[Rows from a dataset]
---

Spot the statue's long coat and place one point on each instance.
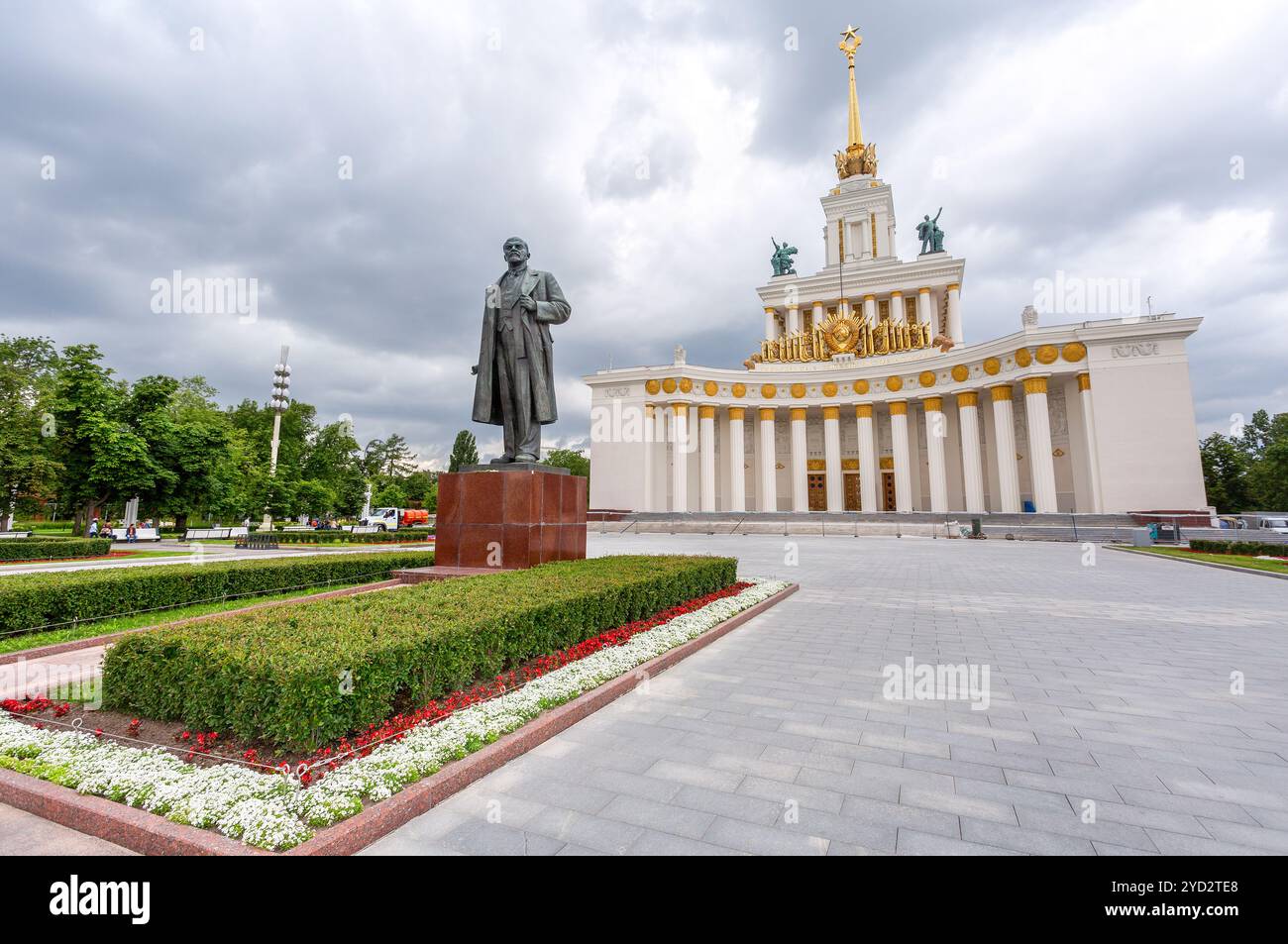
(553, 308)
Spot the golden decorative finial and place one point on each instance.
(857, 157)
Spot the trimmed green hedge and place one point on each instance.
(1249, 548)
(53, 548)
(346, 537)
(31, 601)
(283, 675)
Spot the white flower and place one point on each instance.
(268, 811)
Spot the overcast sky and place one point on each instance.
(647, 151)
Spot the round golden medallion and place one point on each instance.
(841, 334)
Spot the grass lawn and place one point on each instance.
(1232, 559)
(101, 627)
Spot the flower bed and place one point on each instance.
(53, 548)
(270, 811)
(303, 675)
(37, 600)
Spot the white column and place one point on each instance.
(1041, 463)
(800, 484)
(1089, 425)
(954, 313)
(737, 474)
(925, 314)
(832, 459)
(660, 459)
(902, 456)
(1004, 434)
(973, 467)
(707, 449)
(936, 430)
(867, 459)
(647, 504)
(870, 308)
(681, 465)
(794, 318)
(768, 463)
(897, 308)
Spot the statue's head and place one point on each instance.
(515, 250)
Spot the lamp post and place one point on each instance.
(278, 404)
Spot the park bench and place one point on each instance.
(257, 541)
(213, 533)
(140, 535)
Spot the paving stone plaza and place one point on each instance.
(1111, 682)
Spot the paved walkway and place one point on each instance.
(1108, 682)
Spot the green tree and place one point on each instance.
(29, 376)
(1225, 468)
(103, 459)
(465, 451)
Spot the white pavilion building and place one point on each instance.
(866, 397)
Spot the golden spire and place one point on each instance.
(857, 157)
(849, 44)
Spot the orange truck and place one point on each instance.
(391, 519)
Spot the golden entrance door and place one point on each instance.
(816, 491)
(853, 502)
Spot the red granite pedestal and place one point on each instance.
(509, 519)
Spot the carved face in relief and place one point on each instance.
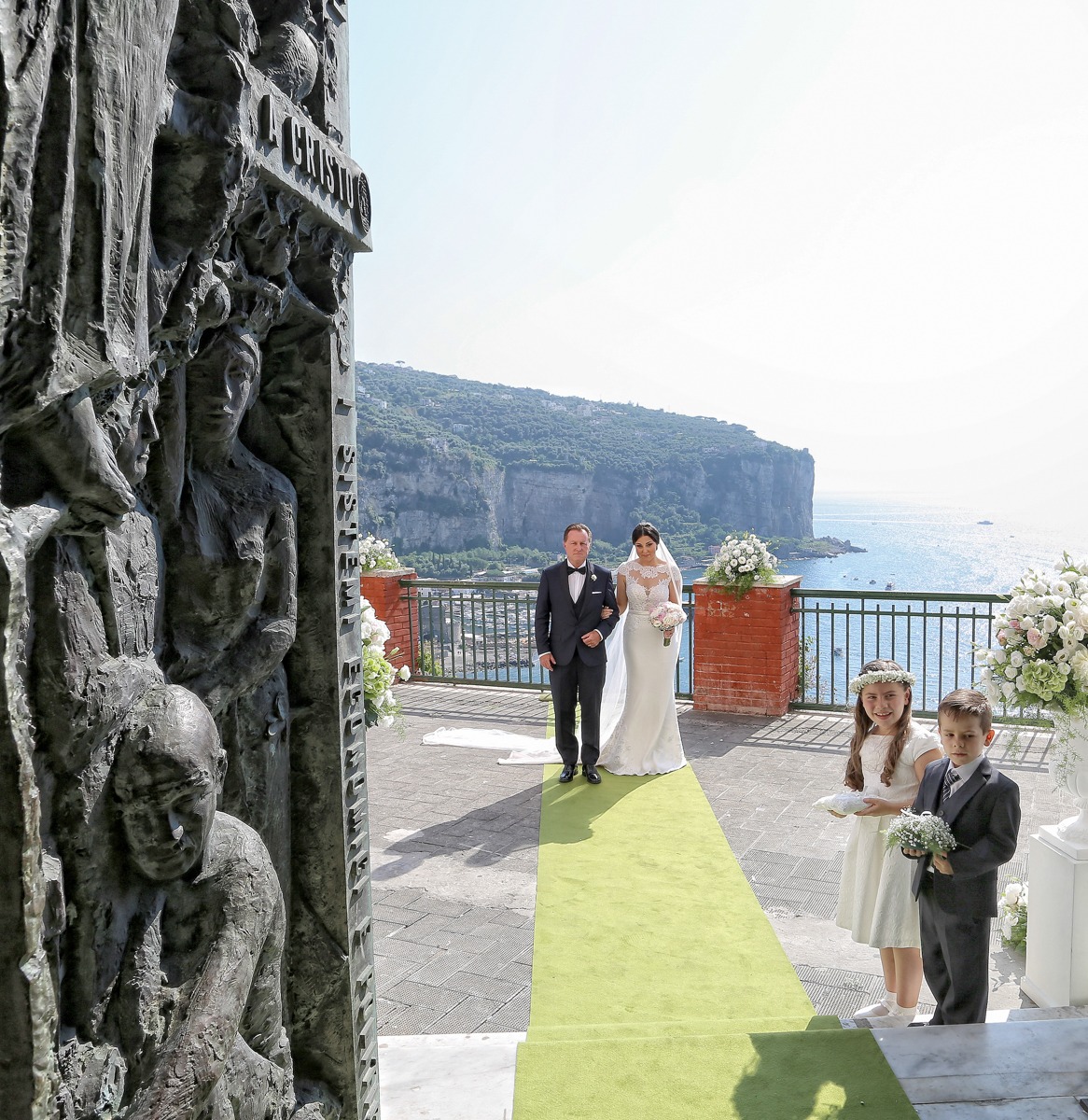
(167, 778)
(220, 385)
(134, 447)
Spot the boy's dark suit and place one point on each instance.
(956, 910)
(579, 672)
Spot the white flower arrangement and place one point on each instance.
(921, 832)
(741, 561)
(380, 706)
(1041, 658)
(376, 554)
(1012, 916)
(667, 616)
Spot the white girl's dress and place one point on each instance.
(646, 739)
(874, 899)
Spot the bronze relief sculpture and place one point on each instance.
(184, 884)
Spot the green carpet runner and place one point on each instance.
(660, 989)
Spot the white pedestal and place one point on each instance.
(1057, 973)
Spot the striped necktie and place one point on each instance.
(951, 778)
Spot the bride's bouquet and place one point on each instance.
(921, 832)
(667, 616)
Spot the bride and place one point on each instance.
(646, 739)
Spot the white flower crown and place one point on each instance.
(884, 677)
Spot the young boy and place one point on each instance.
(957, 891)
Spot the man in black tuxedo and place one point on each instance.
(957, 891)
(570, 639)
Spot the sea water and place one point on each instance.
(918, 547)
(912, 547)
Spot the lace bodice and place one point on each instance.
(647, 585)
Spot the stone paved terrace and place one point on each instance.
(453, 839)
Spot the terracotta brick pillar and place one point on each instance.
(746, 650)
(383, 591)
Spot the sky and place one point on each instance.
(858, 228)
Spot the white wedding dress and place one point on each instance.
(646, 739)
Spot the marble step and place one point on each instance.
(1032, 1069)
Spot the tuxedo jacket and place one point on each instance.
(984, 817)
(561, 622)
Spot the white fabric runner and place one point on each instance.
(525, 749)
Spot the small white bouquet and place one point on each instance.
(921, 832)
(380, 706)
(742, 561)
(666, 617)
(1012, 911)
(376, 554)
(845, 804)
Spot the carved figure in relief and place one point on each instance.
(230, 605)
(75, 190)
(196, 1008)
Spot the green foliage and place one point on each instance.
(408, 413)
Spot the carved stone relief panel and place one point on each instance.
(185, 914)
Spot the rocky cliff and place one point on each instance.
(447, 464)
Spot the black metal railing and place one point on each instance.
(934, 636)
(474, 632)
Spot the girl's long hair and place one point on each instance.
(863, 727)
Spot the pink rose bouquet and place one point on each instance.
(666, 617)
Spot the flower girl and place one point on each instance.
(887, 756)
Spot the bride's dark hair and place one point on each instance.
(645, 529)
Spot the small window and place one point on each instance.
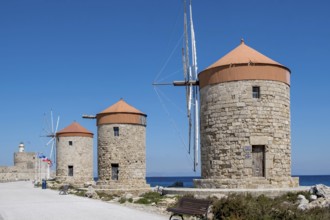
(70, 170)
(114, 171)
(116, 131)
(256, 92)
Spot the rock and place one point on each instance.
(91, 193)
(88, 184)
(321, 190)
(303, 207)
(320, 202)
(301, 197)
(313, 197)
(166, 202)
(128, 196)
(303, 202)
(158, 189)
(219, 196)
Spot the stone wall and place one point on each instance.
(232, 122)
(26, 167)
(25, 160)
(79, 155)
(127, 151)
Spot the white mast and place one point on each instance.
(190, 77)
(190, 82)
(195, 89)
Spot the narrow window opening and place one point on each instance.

---

Written task: Please write out again the rows starting with the line containing "Spot the stone wall" and going on through the end of the rows, requests included, shifting every number in the point coordinates up by 8.

Final result:
Spot the stone wall and place one point on each instance.
(240, 130)
(34, 175)
(33, 168)
(87, 163)
(135, 159)
Spot the white mast and place one point on each instance.
(198, 85)
(198, 90)
(203, 97)
Spot the narrow window opening and place one point on each instance.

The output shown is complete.